WORK REQUEST 1
Do these statements agree with the passage on the avatar trial's limitations? Answer yes or no for each and quote the deciding words. (a) The trial included a control group. (b) The planned randomized controlled trial projects 150 participants. (c) Several therapists offered the interventions.
WORK REQUEST 2
Write the next part of the passage on the avatar trial's limitations, picking up after its final sentence.

While the results suggest that the avatar intervention for CUD appears to be a promising avenue in individuals with SMD and CUD, the present trial has some important limitations to highlight. First, this study does not include a control group for comparison purposes. Considering studies have observed a regression toward the mean of psychiatric symptoms, naturally, in assessments with several time points as well as to control the nonspecific effects of psychotherapies, a control group intervention will be necessary in future clinical trials [ref. 96ref. 97]. Second, as there was no control group, the evaluators could not be blind to the intervention. Third, as this was a pilot trial, the sample size was small. To address these three major limitations, a single-blind randomized controlled trial with a projected enrollment of 150 participants comparing the avatar intervention for CUD with a conventional addiction intervention is underway. Fourth, the THC/CBD ratio was not considered, mainly because participants generally did not know exactly what they were consuming. A potential solution to this problem would be to analyze a sample of each participant’s cannabis; however, this raises ethical and legal issues that could be complex to resolve. Fifth, in this first clinical pilot, the interventions were offered by a single therapist. In the future, it is planned to integrate other service providers and to harmonize the intervention by means of training and an intervention manual. Finally, in the interests of desirability, patients may have underestimated their consumption. However, quantitative analyses of THC-COOH undertaken at baseline, postintervention, and the 3-month follow-up show a strong correlation with patients’ self-reported measures (as observed in other studies using similar quantification methods), indicating that they have a good assessment of their consumption [ref. 98ref. 99].

(Stored data entries)

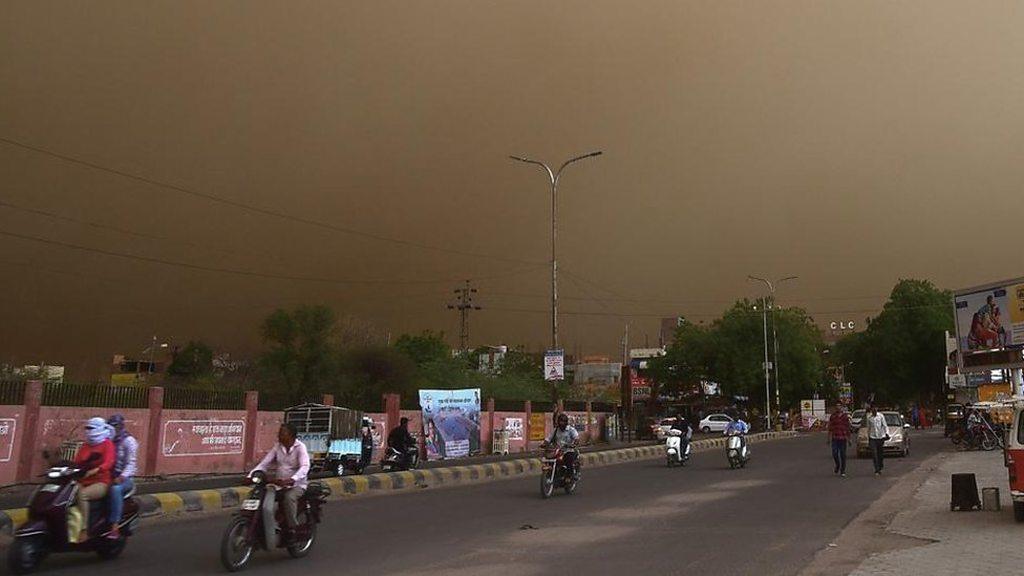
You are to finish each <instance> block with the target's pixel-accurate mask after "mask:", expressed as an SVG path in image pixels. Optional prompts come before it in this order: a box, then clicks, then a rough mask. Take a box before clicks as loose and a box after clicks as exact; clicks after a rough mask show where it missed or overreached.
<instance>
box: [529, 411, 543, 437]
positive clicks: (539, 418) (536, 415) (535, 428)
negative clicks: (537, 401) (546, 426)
mask: <svg viewBox="0 0 1024 576" xmlns="http://www.w3.org/2000/svg"><path fill="white" fill-rule="evenodd" d="M545 420H546V418H545V417H544V412H534V413H531V414H530V415H529V440H530V442H543V441H544V440H547V435H548V431H547V429H545Z"/></svg>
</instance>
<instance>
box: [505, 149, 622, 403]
mask: <svg viewBox="0 0 1024 576" xmlns="http://www.w3.org/2000/svg"><path fill="white" fill-rule="evenodd" d="M601 154H603V153H602V152H601V151H596V152H591V153H589V154H584V155H582V156H577V157H575V158H570V159H568V160H566V161H565V162H564V163H563V164H562V165H561V167H559V168H558V170H557V171H554V170H552V169H551V167H550V166H548V165H547V164H545V163H544V162H541V161H540V160H532V159H530V158H525V157H522V156H509V158H511V159H512V160H516V161H518V162H525V163H526V164H537V165H538V166H540V167H542V168H544V170H545V171H546V172H547V173H548V179H549V181H550V182H551V349H558V255H557V252H556V248H557V242H558V180H559V179H560V178H561V176H562V170H564V169H565V167H566V166H568V165H569V164H572V163H574V162H579V161H581V160H586V159H588V158H594V157H596V156H601ZM552 398H553V399H554V400H555V402H557V401H558V387H557V384H555V383H552Z"/></svg>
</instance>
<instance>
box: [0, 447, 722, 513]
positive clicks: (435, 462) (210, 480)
mask: <svg viewBox="0 0 1024 576" xmlns="http://www.w3.org/2000/svg"><path fill="white" fill-rule="evenodd" d="M710 436H716V437H717V436H718V435H710ZM697 438H706V437H705V436H703V435H696V436H694V439H697ZM649 444H650V442H637V443H616V444H614V445H609V444H595V445H593V446H586V447H584V448H583V450H584V452H588V451H594V450H611V449H614V448H627V447H630V446H645V445H649ZM538 453H539V452H536V451H535V452H531V453H529V454H524V453H522V452H517V453H512V454H505V455H502V454H486V455H481V456H473V457H471V458H462V459H459V460H457V461H455V460H447V461H444V460H435V461H430V462H427V461H423V460H421V461H420V467H421V468H438V467H443V466H455V465H464V464H482V463H486V462H498V461H502V460H514V459H517V458H523V457H526V456H536V455H537V454H538ZM368 471H369V472H370V474H373V472H379V471H380V465H379V464H376V463H374V464H371V465H370V467H369V470H368ZM331 476H333V475H331V474H329V472H324V471H314V472H311V474H310V475H309V477H310V478H328V477H331ZM245 480H246V477H245V475H218V476H197V477H179V478H173V477H172V478H168V479H143V480H142V481H141V482H138V483H136V487H137V490H138V493H139V494H155V493H158V492H181V491H184V490H212V489H217V488H230V487H233V486H242V485H243V484H245ZM35 490H36V486H35V485H25V484H23V485H14V486H7V487H5V488H3V489H2V490H0V509H7V508H20V507H23V506H25V505H26V502H27V501H28V499H29V497H30V496H32V493H33V492H35Z"/></svg>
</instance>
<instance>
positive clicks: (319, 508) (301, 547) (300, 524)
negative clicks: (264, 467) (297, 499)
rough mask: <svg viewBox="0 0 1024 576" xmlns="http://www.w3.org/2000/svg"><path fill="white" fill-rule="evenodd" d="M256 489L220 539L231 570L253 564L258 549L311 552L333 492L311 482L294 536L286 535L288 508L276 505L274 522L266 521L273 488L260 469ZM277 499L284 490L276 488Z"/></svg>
mask: <svg viewBox="0 0 1024 576" xmlns="http://www.w3.org/2000/svg"><path fill="white" fill-rule="evenodd" d="M250 482H252V484H253V489H252V490H251V491H250V492H249V495H248V497H246V499H245V500H243V501H242V507H241V509H240V510H239V511H238V512H237V513H236V515H234V516H233V517H231V521H230V523H228V525H227V528H226V529H225V530H224V536H223V537H222V538H221V540H220V563H221V564H222V565H223V566H224V568H225V569H226V570H227V571H228V572H238V571H239V570H242V569H243V568H245V567H246V565H248V564H249V561H250V560H251V559H252V554H253V551H254V550H257V549H264V550H271V549H274V548H286V549H287V550H288V553H289V556H291V557H292V558H302V557H304V556H306V554H307V553H309V550H310V549H312V547H313V542H314V541H315V540H316V525H318V524H319V523H321V521H322V520H323V516H324V515H323V510H322V509H321V508H322V507H323V505H324V503H325V502H326V501H327V498H328V496H330V495H331V488H330V487H329V486H327V485H325V484H322V483H318V482H311V483H309V485H308V486H307V487H306V493H305V494H304V495H303V496H302V497H301V498H299V506H298V515H297V517H298V524H297V525H296V527H295V530H294V534H292V538H291V539H289V538H285V537H283V536H284V535H285V534H284V532H283V530H282V528H281V527H282V526H285V510H284V508H283V506H281V505H278V506H275V510H274V518H273V525H272V526H267V525H266V523H265V522H264V520H263V511H264V506H265V501H266V499H267V492H268V491H270V490H271V488H270V486H272V484H268V482H267V479H266V475H265V474H263V472H262V471H256V472H254V474H253V476H252V478H250ZM273 492H274V493H275V496H274V497H275V498H276V502H279V504H280V501H281V493H282V492H281V491H279V490H273Z"/></svg>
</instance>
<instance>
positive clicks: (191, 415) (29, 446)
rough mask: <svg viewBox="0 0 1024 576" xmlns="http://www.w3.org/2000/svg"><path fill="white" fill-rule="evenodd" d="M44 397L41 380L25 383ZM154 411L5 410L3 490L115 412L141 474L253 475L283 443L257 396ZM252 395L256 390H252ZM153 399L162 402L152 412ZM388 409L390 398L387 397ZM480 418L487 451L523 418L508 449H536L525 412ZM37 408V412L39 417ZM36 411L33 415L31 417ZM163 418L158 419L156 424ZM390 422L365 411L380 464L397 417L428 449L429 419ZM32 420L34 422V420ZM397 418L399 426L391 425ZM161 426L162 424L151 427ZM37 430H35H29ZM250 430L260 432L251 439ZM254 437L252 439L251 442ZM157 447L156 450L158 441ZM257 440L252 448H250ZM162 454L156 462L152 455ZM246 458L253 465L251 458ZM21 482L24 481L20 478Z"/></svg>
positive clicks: (409, 411)
mask: <svg viewBox="0 0 1024 576" xmlns="http://www.w3.org/2000/svg"><path fill="white" fill-rule="evenodd" d="M30 388H35V392H36V393H37V394H38V393H40V392H41V385H40V384H39V383H38V382H30V383H28V384H27V395H28V393H29V390H30ZM150 392H151V408H150V409H112V408H79V407H59V406H38V404H36V405H35V408H34V407H33V405H31V404H29V405H26V406H0V486H5V485H9V484H14V483H17V482H33V481H34V480H35V477H37V476H38V475H40V474H42V472H43V471H45V469H46V467H47V466H48V465H50V464H51V463H52V462H54V461H56V460H57V459H59V457H60V446H61V444H62V443H63V442H67V441H76V442H78V441H80V440H81V438H82V427H83V424H84V422H85V420H87V419H89V418H92V417H95V416H101V417H110V416H111V415H112V414H114V413H120V414H123V415H124V416H125V419H126V421H127V423H128V428H129V430H130V431H131V434H132V435H133V436H134V437H135V438H136V439H137V440H138V442H139V451H138V459H139V462H138V467H139V475H143V474H144V470H147V469H150V470H153V472H154V474H156V475H178V474H239V472H242V471H245V470H248V469H249V468H250V467H251V466H253V465H254V464H255V460H258V459H259V458H261V457H262V455H263V454H265V453H266V452H267V451H269V450H270V448H272V447H273V445H274V444H276V442H278V428H279V427H280V426H281V422H282V421H283V419H284V418H283V416H284V414H283V413H282V412H270V411H263V412H260V411H256V410H255V407H256V403H255V398H253V399H252V400H253V403H252V404H251V405H249V406H250V409H249V410H174V409H165V408H163V406H162V404H163V402H162V398H163V390H162V389H161V388H156V387H155V388H151V390H150ZM251 394H254V393H251ZM386 396H391V397H392V398H391V399H390V402H391V406H392V407H394V408H397V405H398V402H397V397H396V396H394V395H386ZM154 399H160V400H158V401H157V404H159V407H158V409H154ZM384 404H385V405H387V404H388V399H387V398H385V402H384ZM481 408H484V410H483V411H481V413H480V440H481V447H480V452H481V454H489V453H490V452H492V421H494V425H495V427H496V428H504V427H505V421H506V419H508V418H520V419H521V420H522V424H523V426H522V436H523V438H522V439H518V440H511V441H510V442H509V452H511V453H518V452H527V451H529V450H530V449H536V448H537V447H538V446H539V444H540V443H539V442H526V438H528V436H527V435H528V434H529V429H528V422H529V418H528V415H527V413H526V412H525V411H523V412H508V411H494V412H490V411H487V410H486V407H481ZM33 411H35V412H33ZM30 412H31V413H32V414H30ZM155 414H156V415H159V416H158V417H159V422H154V421H152V420H153V418H154V415H155ZM392 414H395V415H393V416H392V417H391V418H389V417H388V414H387V413H386V412H368V413H366V415H367V416H369V417H370V418H371V419H373V421H374V423H375V424H376V425H377V429H376V430H375V438H374V441H375V442H374V456H373V460H374V461H375V462H378V461H380V458H381V456H382V453H383V446H384V445H385V444H386V440H387V434H388V431H390V430H391V428H393V427H394V426H396V425H398V422H397V418H398V417H401V416H404V417H407V418H409V420H410V430H411V431H412V434H413V436H414V437H416V438H417V439H418V440H419V444H420V449H421V453H422V451H423V440H422V434H423V433H422V426H423V416H422V414H421V412H420V411H419V410H401V411H398V412H397V413H392ZM566 414H568V415H569V418H570V420H571V422H572V424H573V425H575V426H577V429H579V430H580V434H581V436H582V437H584V438H585V439H590V440H594V441H596V440H603V439H602V430H603V429H604V423H605V421H606V419H607V416H608V414H607V413H603V412H592V413H591V418H590V425H588V422H587V414H588V413H587V412H570V411H567V412H566ZM32 416H34V417H32ZM552 416H553V414H552V413H551V412H545V413H544V422H545V437H546V438H547V437H550V436H551V434H552V431H553V429H554V426H553V421H552ZM392 420H393V421H392ZM33 421H34V422H35V424H36V425H35V426H34V429H32V430H29V429H27V427H26V426H27V424H26V422H33ZM154 423H157V424H159V425H156V426H155V425H153V424H154ZM29 427H30V428H32V427H33V426H29ZM252 428H255V434H253V431H252ZM152 430H158V438H155V439H151V438H150V436H151V434H152ZM250 439H251V440H250ZM154 442H156V443H157V446H156V447H154V446H153V443H154ZM249 443H251V445H250V444H249ZM151 456H155V457H156V462H155V463H154V465H150V464H151V462H147V458H150V457H151ZM247 460H248V461H247ZM19 474H20V476H22V478H18V476H19Z"/></svg>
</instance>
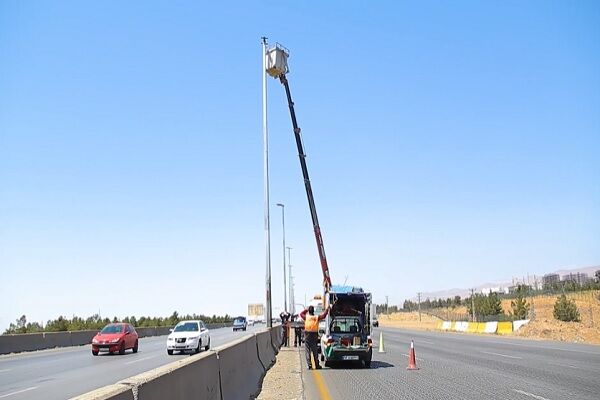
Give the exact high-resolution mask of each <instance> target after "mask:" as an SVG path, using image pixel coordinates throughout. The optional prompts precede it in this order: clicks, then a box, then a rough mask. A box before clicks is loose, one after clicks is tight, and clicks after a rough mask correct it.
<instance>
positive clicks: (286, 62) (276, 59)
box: [266, 44, 331, 307]
mask: <svg viewBox="0 0 600 400" xmlns="http://www.w3.org/2000/svg"><path fill="white" fill-rule="evenodd" d="M289 54H290V53H289V51H288V50H287V49H286V48H285V47H283V46H281V45H280V44H276V45H275V47H273V48H271V49H269V50H268V51H267V54H266V57H267V73H268V74H269V75H270V76H272V77H273V78H276V79H279V81H280V82H281V84H282V85H283V87H284V88H285V94H286V96H287V100H288V107H289V108H290V116H291V117H292V126H293V128H294V136H295V137H296V146H297V147H298V158H300V168H301V169H302V176H303V177H304V186H305V188H306V196H307V197H308V208H309V209H310V216H311V218H312V223H313V230H314V232H315V239H316V241H317V249H318V251H319V259H320V260H321V269H322V271H323V288H324V291H325V293H328V292H329V291H330V289H331V278H330V277H329V266H328V265H327V257H326V256H325V247H324V246H323V237H322V236H321V228H320V226H319V219H318V217H317V208H316V207H315V199H314V197H313V193H312V187H311V185H310V178H309V176H308V168H307V167H306V154H305V153H304V146H303V145H302V136H300V128H299V127H298V121H297V120H296V112H295V111H294V102H293V101H292V95H291V93H290V85H289V84H288V80H287V78H286V74H287V73H288V72H289V69H288V66H287V59H288V57H289ZM323 306H324V307H327V304H323Z"/></svg>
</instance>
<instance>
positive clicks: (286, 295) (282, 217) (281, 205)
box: [277, 203, 287, 312]
mask: <svg viewBox="0 0 600 400" xmlns="http://www.w3.org/2000/svg"><path fill="white" fill-rule="evenodd" d="M277 207H281V224H282V225H283V231H282V232H283V233H282V237H283V310H284V311H285V312H287V300H286V296H287V293H286V292H287V289H286V287H285V285H286V281H287V278H286V277H285V205H284V204H282V203H277Z"/></svg>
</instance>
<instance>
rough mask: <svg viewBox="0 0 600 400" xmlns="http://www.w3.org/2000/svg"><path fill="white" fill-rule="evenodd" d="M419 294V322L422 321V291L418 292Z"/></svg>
mask: <svg viewBox="0 0 600 400" xmlns="http://www.w3.org/2000/svg"><path fill="white" fill-rule="evenodd" d="M417 296H419V322H421V292H419V293H417Z"/></svg>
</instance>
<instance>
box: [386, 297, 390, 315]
mask: <svg viewBox="0 0 600 400" xmlns="http://www.w3.org/2000/svg"><path fill="white" fill-rule="evenodd" d="M387 305H388V302H387V296H385V314H386V315H388V314H389V312H388V309H387Z"/></svg>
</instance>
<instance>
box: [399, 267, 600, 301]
mask: <svg viewBox="0 0 600 400" xmlns="http://www.w3.org/2000/svg"><path fill="white" fill-rule="evenodd" d="M599 269H600V265H595V266H590V267H583V268H574V269H559V270H557V271H554V272H548V273H549V274H559V275H560V276H561V277H562V276H563V275H568V274H574V273H577V272H581V273H585V274H588V276H590V277H593V276H594V273H595V272H596V271H597V270H599ZM542 276H543V275H529V276H527V275H525V276H520V277H514V278H513V280H512V281H503V282H487V283H482V284H481V285H477V286H475V287H473V289H475V293H481V289H485V288H497V287H508V286H513V285H516V284H519V283H523V281H525V283H527V284H529V285H534V284H535V282H536V280H537V282H538V283H540V282H541V281H542ZM540 284H541V283H540ZM470 295H471V288H468V289H465V288H454V289H448V290H438V291H436V292H426V293H422V294H421V300H425V299H427V298H429V299H447V298H448V297H454V296H460V297H462V298H464V297H469V296H470ZM410 300H412V301H416V300H417V298H416V297H413V298H411V299H410Z"/></svg>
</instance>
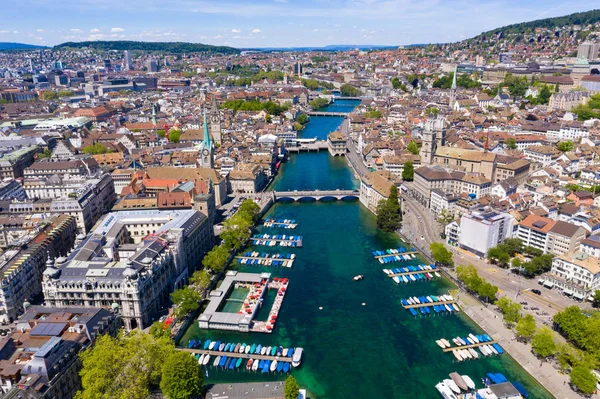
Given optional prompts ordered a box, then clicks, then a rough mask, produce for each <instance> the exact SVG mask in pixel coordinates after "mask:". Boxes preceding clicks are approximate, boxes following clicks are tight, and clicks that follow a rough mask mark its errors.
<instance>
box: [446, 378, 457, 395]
mask: <svg viewBox="0 0 600 399" xmlns="http://www.w3.org/2000/svg"><path fill="white" fill-rule="evenodd" d="M444 384H446V386H447V387H448V388H450V389H451V390H452V392H454V393H460V388H459V387H458V385H456V383H455V382H454V381H452V380H450V379H447V380H444Z"/></svg>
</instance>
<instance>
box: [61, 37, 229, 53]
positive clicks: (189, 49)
mask: <svg viewBox="0 0 600 399" xmlns="http://www.w3.org/2000/svg"><path fill="white" fill-rule="evenodd" d="M83 47H89V48H93V49H97V50H121V51H122V50H143V51H164V52H167V53H221V54H238V53H239V52H240V50H238V49H236V48H233V47H226V46H210V45H208V44H201V43H186V42H134V41H125V40H115V41H103V40H99V41H88V42H66V43H62V44H59V45H57V46H55V47H54V48H56V49H61V48H83Z"/></svg>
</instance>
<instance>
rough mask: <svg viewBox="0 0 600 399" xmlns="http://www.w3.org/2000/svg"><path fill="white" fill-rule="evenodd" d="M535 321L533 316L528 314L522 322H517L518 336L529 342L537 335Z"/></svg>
mask: <svg viewBox="0 0 600 399" xmlns="http://www.w3.org/2000/svg"><path fill="white" fill-rule="evenodd" d="M535 329H536V325H535V319H534V318H533V316H532V315H530V314H526V315H525V316H524V317H523V318H522V319H521V320H519V321H518V322H517V325H516V326H515V330H516V332H517V336H518V337H520V338H522V339H524V340H529V339H531V337H533V334H535Z"/></svg>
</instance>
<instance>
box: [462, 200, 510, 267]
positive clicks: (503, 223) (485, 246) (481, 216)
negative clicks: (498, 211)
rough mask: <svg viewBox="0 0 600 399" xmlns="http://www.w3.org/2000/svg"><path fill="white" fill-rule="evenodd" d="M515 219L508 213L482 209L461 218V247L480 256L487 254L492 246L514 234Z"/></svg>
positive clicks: (463, 248)
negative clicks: (503, 212)
mask: <svg viewBox="0 0 600 399" xmlns="http://www.w3.org/2000/svg"><path fill="white" fill-rule="evenodd" d="M514 223H515V219H514V218H513V217H512V216H511V215H510V214H508V213H501V212H495V211H488V210H485V209H481V210H479V211H476V212H473V213H472V214H470V215H463V217H462V218H461V219H460V237H459V240H458V243H459V245H460V247H461V248H463V249H466V250H467V251H470V252H473V253H475V254H477V255H479V256H486V254H487V251H488V250H489V249H490V248H493V247H495V246H496V245H498V244H500V243H502V242H504V240H505V239H507V238H510V237H511V235H512V230H513V225H514Z"/></svg>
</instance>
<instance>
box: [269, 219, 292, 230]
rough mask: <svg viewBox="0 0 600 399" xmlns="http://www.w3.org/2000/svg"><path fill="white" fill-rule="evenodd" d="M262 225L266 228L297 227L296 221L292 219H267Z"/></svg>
mask: <svg viewBox="0 0 600 399" xmlns="http://www.w3.org/2000/svg"><path fill="white" fill-rule="evenodd" d="M263 226H265V227H267V228H281V229H288V230H292V229H295V228H296V227H298V223H296V221H295V220H293V219H267V220H265V222H264V223H263Z"/></svg>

RESPONSE AREA 1
(a) No: "this study does not include a control group for comparison purposes."
(b) Yes: "a single-blind randomized controlled trial with a projected enrollment of 150 participants."
(c) No: "the interventions were offered by a single therapist."

RESPONSE AREA 2
Conclusions
To conclude, seeing the need to increase the effectiveness of conventional approaches, this intervention is the first to use VR as a therapeutic tool in the treatment of CUD in a population with SMD. These preliminary results suggested moderate to high reductions in cannabis use, as well as improved quality of life and psychiatric symptoms over a 1-year period. Indeed, this new avenue is promising since this population’s options are currently very limited. That is even more important for individuals with SMD, for whom cannabis use greatly impacts several spheres of their life (eg, high hospitalization rate, functioning, and quality of life). Although studies have shown that emotional intensity and cravings in VR are similar to those in daily life [ref. 100ref. 101], an analysis of the components between the avatars’ dialogue and that of the patient would be necessary to determine whether these components, as well as the dialogical aspect, explain the efficacy of this intervention. Moreover, in order to validate the superiority of this intervention over the existing ones, a larger single-blind randomized controlled trial is underway.